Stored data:
# # # # #
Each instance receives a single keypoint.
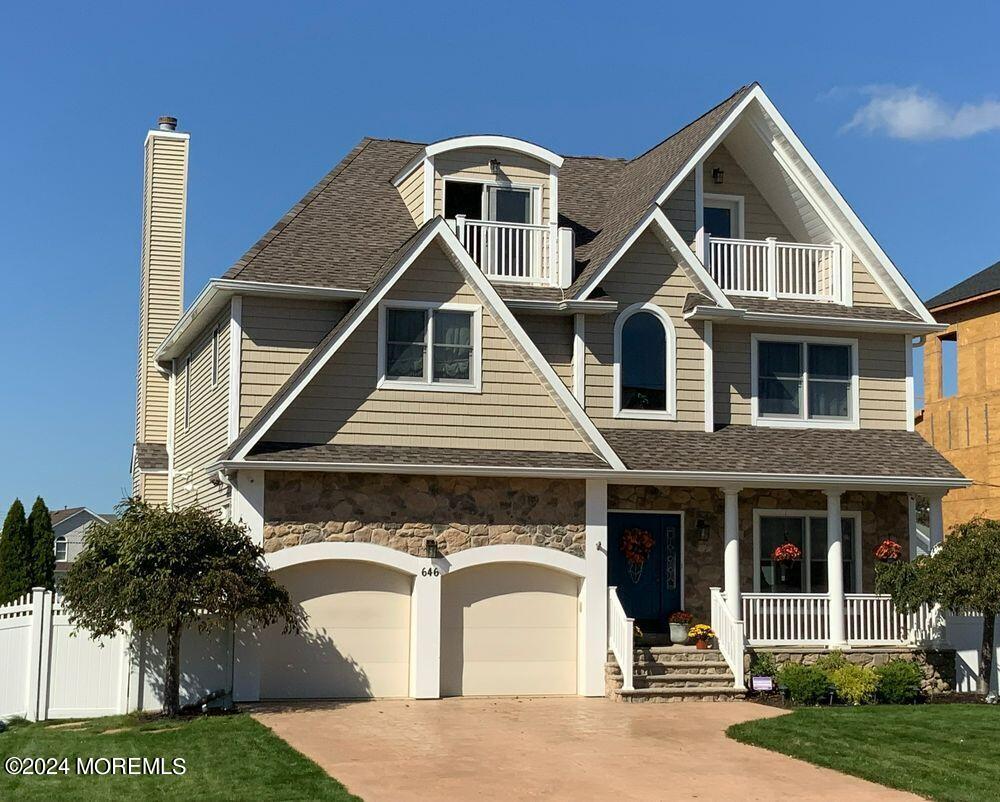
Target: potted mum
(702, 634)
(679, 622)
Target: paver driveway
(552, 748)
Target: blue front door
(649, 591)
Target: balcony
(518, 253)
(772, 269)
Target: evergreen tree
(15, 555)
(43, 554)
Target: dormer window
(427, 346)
# # # # #
**Work task**. The lines from the one containing "Target: balcony" through the end of the data are to be copied exactly, the first and last of them included.

**Problem solution**.
Target: balcony
(518, 253)
(772, 269)
Target: evergreen tree
(15, 555)
(43, 554)
Target: dormer window
(427, 346)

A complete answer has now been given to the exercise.